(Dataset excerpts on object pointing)
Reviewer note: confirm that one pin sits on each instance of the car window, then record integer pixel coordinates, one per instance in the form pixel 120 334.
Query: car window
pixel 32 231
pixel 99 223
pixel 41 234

* Exercise
Output each line of the data above as a Markdown table with the columns Row and Line. Number the rows in order and leave out any blank lines.

* Output of the exercise
| Row | Line |
|---|---|
| 1 | Reviewer note: confirm that one pin sits on each instance of the car window, then record integer pixel coordinates, one per instance in the form pixel 120 334. |
| 2 | Query: car window |
| 3 | pixel 32 231 |
| 4 | pixel 99 223 |
| 5 | pixel 41 234 |